[Exercise directions]: Every record below should be written out exactly; pictures stay out.

[Data to process]:
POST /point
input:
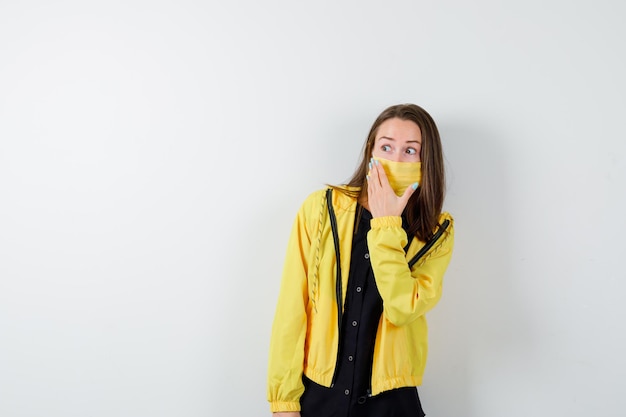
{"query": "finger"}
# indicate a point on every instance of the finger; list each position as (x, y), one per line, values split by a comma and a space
(375, 171)
(382, 175)
(408, 193)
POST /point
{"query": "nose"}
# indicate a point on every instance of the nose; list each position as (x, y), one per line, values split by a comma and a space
(395, 157)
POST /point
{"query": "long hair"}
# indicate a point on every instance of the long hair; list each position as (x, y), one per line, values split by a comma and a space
(425, 205)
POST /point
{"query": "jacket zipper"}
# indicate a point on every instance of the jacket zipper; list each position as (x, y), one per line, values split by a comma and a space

[Output of the task]:
POST /point
input:
{"query": "finger"}
# indicate a point on every instance of the finger; list each position as (x, y), one per line, values split by a comma and a space
(375, 171)
(382, 175)
(408, 193)
POST /point
{"query": "nose"}
# indicate a point on every instance of the nose; list each position as (x, y), one per line, values split by a comma and a space
(395, 157)
POST /point
{"query": "long hair"}
# indicate a point on every instance of the long hair; list each position as (x, y), one per line, values split by a comma and a space
(425, 205)
POST /point
{"query": "jacket zipper"}
# indicate a point on every instance of the jacket zipper; list each position as (x, y), one per line, values split by a comma and a space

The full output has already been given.